ENUNCIADO A> Indique se cada afirmação concorda com o trecho do texto, respondendo sim ou não e citando as palavras decisivas. (i) Quem narra ficou no boteco comemorando com o pessoal da campanha. (ii) O primeiro barulho surgiu cerca de três quadras depois da partida. (iii) Ao abrir o capô, faltava água no radiador.
ENUNCIADO B> Repita a parte do trecho do texto que vai de "Tudo suave." até "Mais forte agora.", com as duas inclusive.

TRECHO DO TEXTO>
○ ○ ○ ○ ○

Esmigalhando

Dever cumprido.

Eleição encerrada.

Com mais de 95% do total de urnas apuradas o quadro se tornou pra lá de irreversível.

Apesar da tentação de ficar no boteco com todo o povo que deu o sangue na campanha para a comemoração final, o cansaço finalmente se fez presente, junto com uma imensa saudade do aconchego do lar, do carinho da Dona Patroa e da alegria onipresente dos meus três filhotes – não necessariamente nessa ordem…

Despedi-me de todos, fui até o bom e velho (talvez mais velho que bom) Titanic II e, sob uma fina garoa, dei a partida nos seis canecos, rumo ao lar, para o merecido descanso do guerreiro.

Coisa de umas três quadras depois, numa curva, ouço um barulho:

TRÉÉEC-TÉC-TÉC-TÉC-TRRRRRRÉC-TÉC…

O coração vem à boca!

Parei o carro.

Acelerei.

Tudo suave.

Acelerei fundo.

Tranquilo.

Ressabiado, engatei a primeira e segui caminho. Uns três quilômetros depois, novamente o barulho. Mais forte agora.

Encostei rapidamente o carro, abri o capô e, numa rápida inspeção visual, tudo parecia em ordem. Superaquecimento não poderia ser. Além de não fazer mais que poucos minutos que eu havia ligado o carro, tinha água suficiente no radiador e a noite estava fria e chuvosa. Direto pelo carburador acelerei fundo o carro. Nada. Tudo certo.

○ ○ ○ ○ ○

DADOS APRESENTADOS>
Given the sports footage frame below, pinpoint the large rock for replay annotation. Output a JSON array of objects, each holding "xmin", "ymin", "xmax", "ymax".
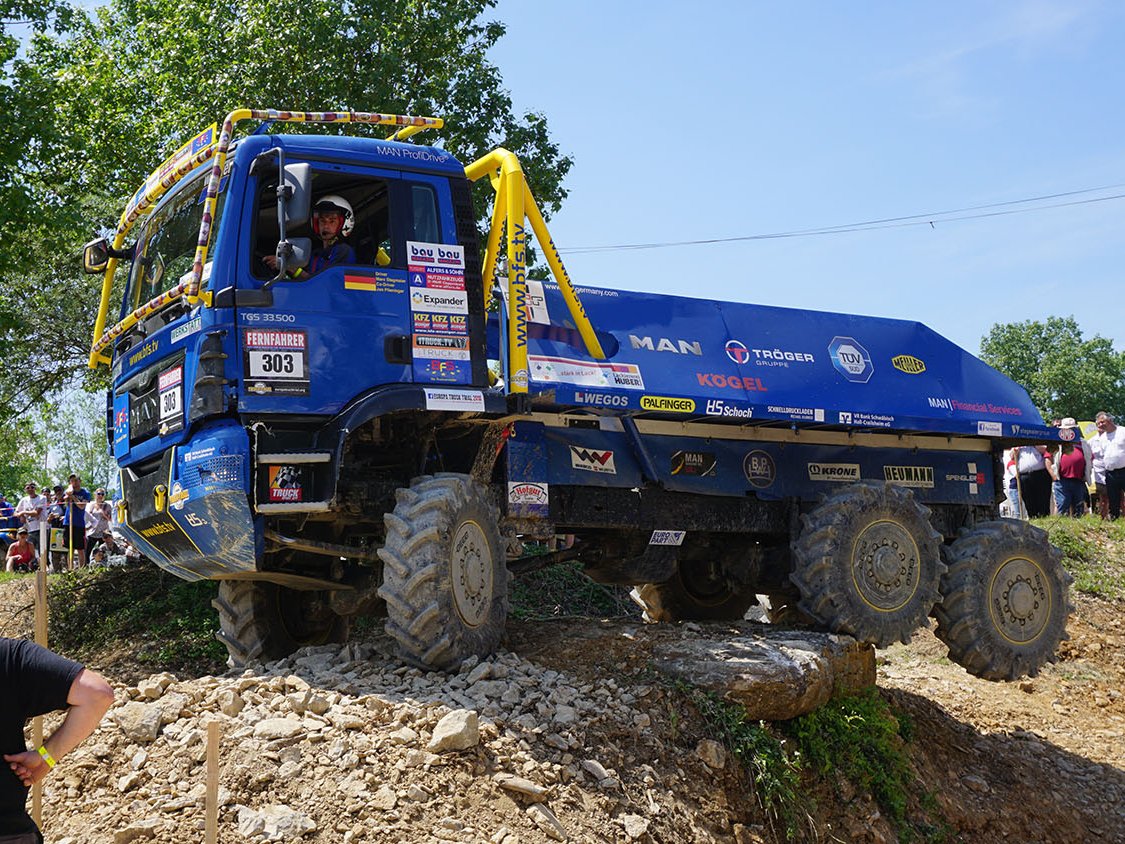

○ ○ ○ ○ ○

RESOLUÇÃO ESCRITA A>
(i) Não: "Apesar da tentação de ficar no boteco com todo o povo que deu o sangue na campanha para a comemoração final, o cansaço finalmente se fez presente".
(ii) Sim: "Coisa de umas três quadras depois, numa curva, ouço um barulho".
(iii) Não: "tinha água suficiente no radiador".

RESOLUÇÃO ESCRITA B>
Tudo suave.

Acelerei fundo.

Tranquilo.

Ressabiado, engatei a primeira e segui caminho. Uns três quilômetros depois, novamente o barulho. Mais forte agora.